* WHAT YOU WILL DO *
Where an entry contains an image, skip the image and print the rest exactly.

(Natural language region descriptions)
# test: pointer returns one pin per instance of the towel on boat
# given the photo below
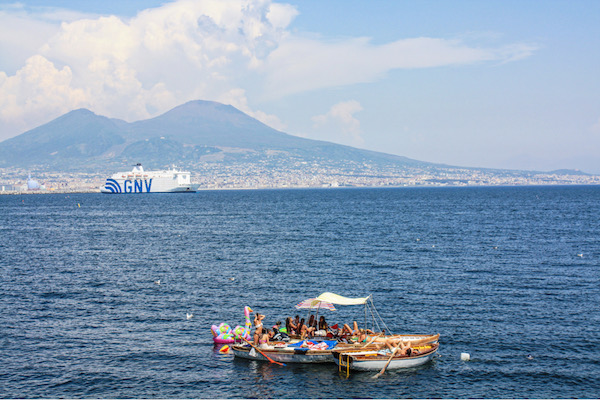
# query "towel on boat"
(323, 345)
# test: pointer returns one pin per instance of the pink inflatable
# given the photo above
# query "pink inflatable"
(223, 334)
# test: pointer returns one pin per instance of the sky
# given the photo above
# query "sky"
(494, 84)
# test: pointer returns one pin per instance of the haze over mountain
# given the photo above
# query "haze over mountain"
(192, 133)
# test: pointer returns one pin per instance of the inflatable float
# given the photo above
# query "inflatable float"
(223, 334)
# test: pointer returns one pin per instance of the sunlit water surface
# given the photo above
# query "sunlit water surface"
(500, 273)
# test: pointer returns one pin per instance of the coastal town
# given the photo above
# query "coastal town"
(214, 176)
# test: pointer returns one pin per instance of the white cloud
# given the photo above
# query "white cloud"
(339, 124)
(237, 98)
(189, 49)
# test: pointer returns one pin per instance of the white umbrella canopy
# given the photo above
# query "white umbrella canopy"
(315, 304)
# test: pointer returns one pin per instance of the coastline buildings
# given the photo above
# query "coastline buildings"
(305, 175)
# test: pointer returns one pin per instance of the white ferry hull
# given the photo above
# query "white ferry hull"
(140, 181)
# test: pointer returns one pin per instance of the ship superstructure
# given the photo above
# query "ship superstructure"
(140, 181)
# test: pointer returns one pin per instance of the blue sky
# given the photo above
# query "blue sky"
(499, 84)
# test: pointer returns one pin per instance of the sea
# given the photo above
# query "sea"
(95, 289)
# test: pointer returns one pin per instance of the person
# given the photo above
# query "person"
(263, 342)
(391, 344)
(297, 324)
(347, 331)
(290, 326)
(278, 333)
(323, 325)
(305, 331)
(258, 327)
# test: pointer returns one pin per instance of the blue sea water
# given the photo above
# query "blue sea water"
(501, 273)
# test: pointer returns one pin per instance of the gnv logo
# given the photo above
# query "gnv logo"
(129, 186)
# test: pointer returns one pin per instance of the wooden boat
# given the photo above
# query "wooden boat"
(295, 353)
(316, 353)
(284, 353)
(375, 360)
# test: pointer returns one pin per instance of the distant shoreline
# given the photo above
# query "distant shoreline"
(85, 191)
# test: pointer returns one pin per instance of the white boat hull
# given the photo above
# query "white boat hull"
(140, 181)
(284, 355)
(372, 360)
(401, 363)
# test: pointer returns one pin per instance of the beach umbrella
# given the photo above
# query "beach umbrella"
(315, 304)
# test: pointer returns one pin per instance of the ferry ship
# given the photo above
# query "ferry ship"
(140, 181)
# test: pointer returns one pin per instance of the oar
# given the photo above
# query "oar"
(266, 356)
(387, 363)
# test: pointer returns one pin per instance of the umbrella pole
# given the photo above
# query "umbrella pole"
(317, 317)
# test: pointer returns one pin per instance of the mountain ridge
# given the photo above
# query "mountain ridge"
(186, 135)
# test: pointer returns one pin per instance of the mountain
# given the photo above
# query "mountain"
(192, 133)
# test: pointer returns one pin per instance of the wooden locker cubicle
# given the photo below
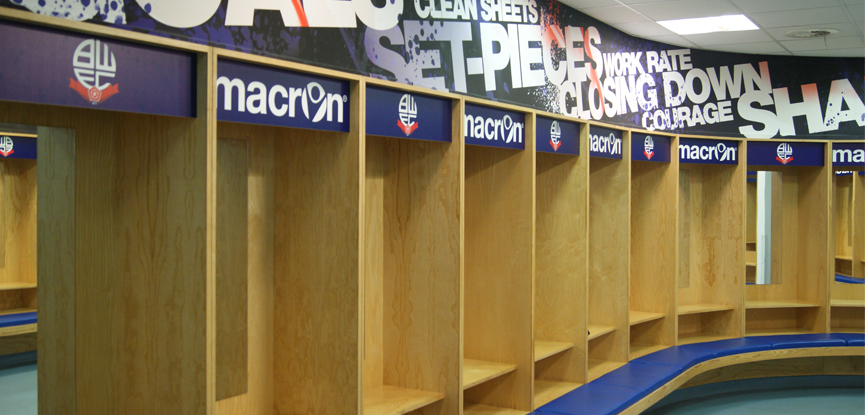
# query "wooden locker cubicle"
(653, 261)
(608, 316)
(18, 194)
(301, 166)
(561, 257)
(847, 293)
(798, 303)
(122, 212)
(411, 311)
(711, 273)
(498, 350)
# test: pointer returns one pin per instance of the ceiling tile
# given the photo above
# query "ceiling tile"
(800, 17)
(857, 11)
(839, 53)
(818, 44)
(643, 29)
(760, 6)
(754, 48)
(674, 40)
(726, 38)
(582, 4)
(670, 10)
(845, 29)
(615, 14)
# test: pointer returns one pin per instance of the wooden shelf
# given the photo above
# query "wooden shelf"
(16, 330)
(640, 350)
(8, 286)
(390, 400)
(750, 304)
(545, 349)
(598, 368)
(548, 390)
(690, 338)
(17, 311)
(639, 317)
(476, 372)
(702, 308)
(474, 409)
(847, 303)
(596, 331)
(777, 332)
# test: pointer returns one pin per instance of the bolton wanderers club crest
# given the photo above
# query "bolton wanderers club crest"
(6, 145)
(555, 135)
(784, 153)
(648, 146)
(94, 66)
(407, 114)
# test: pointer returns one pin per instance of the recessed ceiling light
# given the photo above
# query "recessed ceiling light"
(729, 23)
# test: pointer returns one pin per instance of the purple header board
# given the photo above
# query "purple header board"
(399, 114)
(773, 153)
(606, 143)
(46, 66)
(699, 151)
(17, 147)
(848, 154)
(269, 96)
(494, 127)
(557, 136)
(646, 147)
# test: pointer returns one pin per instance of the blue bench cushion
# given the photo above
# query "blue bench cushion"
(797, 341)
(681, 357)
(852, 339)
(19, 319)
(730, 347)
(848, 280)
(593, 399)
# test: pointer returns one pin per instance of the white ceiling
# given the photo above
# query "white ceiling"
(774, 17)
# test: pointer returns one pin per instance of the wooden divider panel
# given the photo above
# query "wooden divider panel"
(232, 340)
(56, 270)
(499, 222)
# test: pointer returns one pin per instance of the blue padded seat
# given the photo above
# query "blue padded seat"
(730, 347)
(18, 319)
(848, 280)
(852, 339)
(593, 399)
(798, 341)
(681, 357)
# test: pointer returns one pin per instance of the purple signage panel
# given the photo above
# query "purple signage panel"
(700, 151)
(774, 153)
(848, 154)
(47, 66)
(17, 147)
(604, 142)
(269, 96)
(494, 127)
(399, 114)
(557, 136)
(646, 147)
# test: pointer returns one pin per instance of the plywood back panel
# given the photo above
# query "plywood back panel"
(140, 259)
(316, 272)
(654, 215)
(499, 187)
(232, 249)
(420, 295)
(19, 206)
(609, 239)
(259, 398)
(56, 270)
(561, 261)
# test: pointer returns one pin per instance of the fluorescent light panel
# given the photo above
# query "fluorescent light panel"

* RESULT OF THIS EXERCISE *
# test: pointer returns one pin per instance of the towel on boat
# given the photo below
# query "towel on boat"
(323, 345)
# test: pointer returns one pin per instance of the pink inflatable
# given the photo above
# query "pink inflatable"
(223, 334)
# test: pointer returns one pin per instance of the sky
# given the photo above
# query "sky"
(494, 84)
# test: pointer returns one pin per instance of the haze over mountain
# given the photo above
# query "haze over mountain"
(192, 133)
# test: pointer returns one pin per instance of the inflatable float
# given the photo above
# query "inflatable float"
(223, 334)
# test: pointer returns one pin per instance of the sunlit water surface
# given the photo above
# query "sunlit water surface"
(500, 273)
# test: pointer returns one pin per instance of the coastal town
# given the photo above
# query "coastal town"
(214, 176)
# test: pointer returns one pin per instance of the white cloud
# given the photo above
# query "white cloud"
(339, 124)
(237, 98)
(189, 49)
# test: pointer returns one pin per instance of the white umbrella canopy
# given the photo above
# query "white umbrella canopy"
(315, 304)
# test: pointer returns one pin per instance of the coastline buildings
# given the photo above
# query "coastline buildings"
(305, 175)
# test: pointer returns one pin per instance of the white ferry hull
# given the photo above
# query "white ferry hull"
(140, 181)
# test: pointer returns one pin per instance of the ship superstructure
# given the photo above
# query "ship superstructure"
(140, 181)
# test: pointer returns one pin per instance of the blue sky
# given the photo above
# query "blue sky"
(499, 84)
# test: pointer returns one pin per instance of the sea
# given the photo above
# query "sea"
(95, 289)
# test: pointer returns one pin per instance of the person
# given the photo above
# query "person"
(263, 342)
(391, 344)
(297, 324)
(347, 331)
(290, 326)
(278, 333)
(323, 325)
(305, 331)
(258, 327)
# test: pointer returns one pin per instance of the blue sea water
# given the photo above
# query "blue sea water"
(501, 273)
# test: pointer returns one pin per instance of the gnv logo
# given the photo above
# query "gnv logo"
(129, 186)
# test: pointer returns one pin per instance of the wooden boat
# given the photo above
# query "wooden boat"
(295, 353)
(316, 353)
(284, 353)
(375, 360)
# test: pointer returns one pin per instance of the distant shoreline
# given the photo above
# query "distant shoreline"
(85, 191)
# test: pointer returns one pin per instance of the white boat hull
# given the photo above
# query "white boat hull"
(140, 181)
(284, 355)
(372, 360)
(401, 363)
# test: pointer returns one pin per instance of the beach umbrella
# given the photo above
# query "beach umbrella"
(315, 304)
# test: pointer returns one pin per instance of the ferry ship
# given the photo above
# query "ferry ship"
(140, 181)
# test: pointer returns one pin per instance of the oar
# given the photo above
# query "oar"
(266, 356)
(387, 363)
# test: pointer returns one pin per instance of the umbrella pole
# given the photo above
# query "umbrella pole"
(317, 317)
# test: pointer returns one pin per instance of the mountain ridge
# given the photo above
# query "mountain ridge"
(186, 135)
# test: pointer returns one pin per instance of the mountain
# given the photo above
# query "mountain"
(192, 133)
# test: pointer returns one pin per instance of the wooden locker cubicle
# given the photo below
# query "wooden locker cubicle"
(653, 261)
(608, 316)
(18, 194)
(301, 166)
(561, 257)
(847, 293)
(798, 303)
(122, 212)
(411, 311)
(711, 273)
(498, 350)
# test: pointer returns one pin per instance of the ceiling tile
# given the photo above
# query "ceiling tile"
(800, 17)
(857, 11)
(839, 53)
(818, 44)
(643, 29)
(760, 6)
(754, 48)
(674, 40)
(726, 38)
(582, 4)
(670, 10)
(845, 29)
(615, 14)
# test: pointer returns one pin per instance of the wooden shelf
# given the photo above
# query "wooden shelf"
(16, 330)
(640, 350)
(8, 286)
(390, 400)
(750, 304)
(545, 349)
(598, 368)
(548, 390)
(690, 338)
(17, 311)
(639, 317)
(476, 372)
(702, 308)
(474, 409)
(847, 303)
(596, 331)
(777, 332)
# test: pointer returns one pin per instance of the bolton wanderers club crest
# given the photo above
# query "bolton wanderers club crest"
(6, 145)
(555, 135)
(784, 153)
(648, 146)
(94, 66)
(407, 114)
# test: pointer returns one pin per instance of the recessed ceiling light
# given the photo above
# query "recessed ceiling light"
(729, 23)
# test: pointer returns one pin per instance of the purple header board
# given the photo above
# query "purple header board"
(399, 114)
(773, 153)
(606, 143)
(46, 66)
(699, 151)
(17, 147)
(848, 154)
(269, 96)
(494, 127)
(557, 136)
(646, 147)
# test: pointer returns one pin per instance of the blue bench cushion
# given the photo above
# query "blue bench cushion"
(797, 341)
(681, 357)
(852, 339)
(19, 319)
(730, 347)
(848, 280)
(593, 399)
# test: pointer returns one pin per instance of the white ceiling
# given the photo above
# query "white ceiling"
(774, 17)
# test: pointer returns one pin per instance of the wooden divider panel
# given the photo above
# query "wooden divider panel"
(232, 340)
(56, 270)
(499, 222)
# test: pointer returns one pin per instance of the blue padded seat
# given the photo above
# query "blue padded seat"
(730, 347)
(18, 319)
(848, 280)
(852, 339)
(593, 399)
(798, 341)
(681, 357)
# test: pointer returns one pin per instance of the purple signage panel
# given the photo above
# query "purple signage panel"
(700, 151)
(774, 153)
(848, 154)
(47, 66)
(17, 147)
(604, 142)
(269, 96)
(494, 127)
(399, 114)
(557, 136)
(646, 147)
# test: pointer returns one pin per instance of the plywood back panel
# given the photo above
# query "plywood back panel"
(140, 259)
(316, 272)
(654, 215)
(499, 187)
(232, 249)
(420, 295)
(19, 206)
(609, 239)
(259, 398)
(56, 270)
(561, 261)
# test: pointer returns one pin per instance of the fluorescent light panel
# given the photo above
# query "fluorescent light panel"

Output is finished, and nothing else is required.